PROBLEM DETAILS —
Could you copy every line in the listing below that has the word "spine"?

DATA FOR THIS TASK —
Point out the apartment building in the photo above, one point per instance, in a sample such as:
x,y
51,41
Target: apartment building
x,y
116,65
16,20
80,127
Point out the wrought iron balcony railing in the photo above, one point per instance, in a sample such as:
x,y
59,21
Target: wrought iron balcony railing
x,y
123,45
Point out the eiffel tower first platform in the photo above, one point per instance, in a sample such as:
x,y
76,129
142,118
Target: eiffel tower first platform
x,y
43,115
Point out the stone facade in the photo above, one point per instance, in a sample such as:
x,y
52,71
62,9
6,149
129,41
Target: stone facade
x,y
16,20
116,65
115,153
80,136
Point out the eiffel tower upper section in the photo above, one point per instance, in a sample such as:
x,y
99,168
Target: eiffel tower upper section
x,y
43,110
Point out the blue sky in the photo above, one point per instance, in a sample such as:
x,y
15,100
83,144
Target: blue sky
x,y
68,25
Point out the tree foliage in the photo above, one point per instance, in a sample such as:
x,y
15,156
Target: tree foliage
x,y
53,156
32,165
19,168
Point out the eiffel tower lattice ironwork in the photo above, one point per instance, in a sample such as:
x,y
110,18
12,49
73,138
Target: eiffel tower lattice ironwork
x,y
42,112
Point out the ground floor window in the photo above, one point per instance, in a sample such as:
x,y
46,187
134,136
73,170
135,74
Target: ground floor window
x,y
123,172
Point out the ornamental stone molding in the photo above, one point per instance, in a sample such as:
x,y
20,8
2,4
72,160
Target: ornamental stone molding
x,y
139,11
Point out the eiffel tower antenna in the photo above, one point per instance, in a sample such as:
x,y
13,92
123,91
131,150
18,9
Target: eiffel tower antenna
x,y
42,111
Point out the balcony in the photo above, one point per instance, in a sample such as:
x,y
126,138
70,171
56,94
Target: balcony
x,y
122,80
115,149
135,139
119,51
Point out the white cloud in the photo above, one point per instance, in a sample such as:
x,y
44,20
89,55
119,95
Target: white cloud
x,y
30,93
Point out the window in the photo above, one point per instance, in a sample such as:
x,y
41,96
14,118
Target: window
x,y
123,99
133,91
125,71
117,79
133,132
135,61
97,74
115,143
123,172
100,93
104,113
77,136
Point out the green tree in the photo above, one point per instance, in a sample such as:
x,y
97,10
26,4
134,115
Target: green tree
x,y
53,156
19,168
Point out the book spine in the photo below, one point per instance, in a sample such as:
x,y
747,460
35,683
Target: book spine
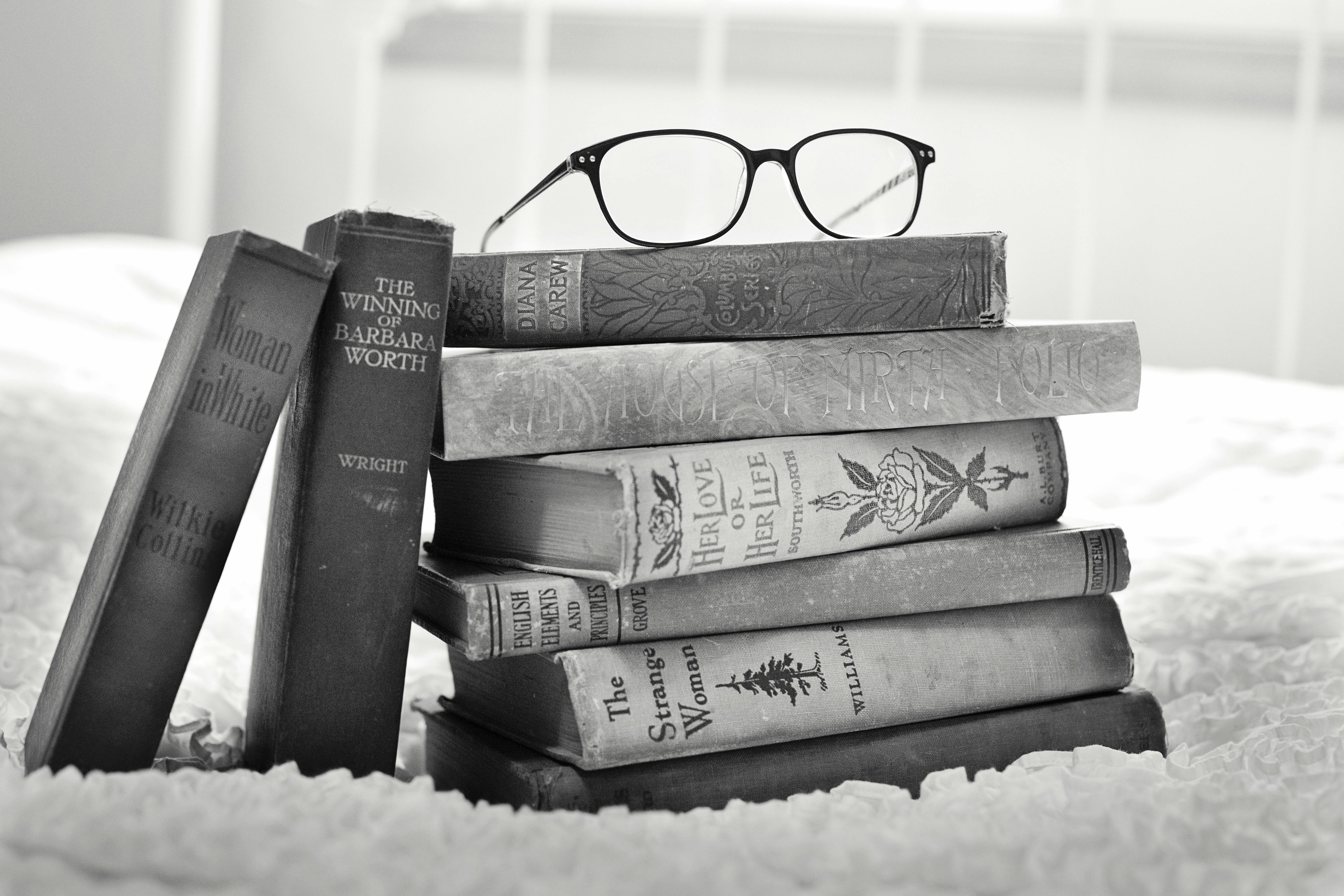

ANSWER FOR THE TASK —
Point out the book spine in the photo below, one point per instance, in a sample such as:
Target: book spine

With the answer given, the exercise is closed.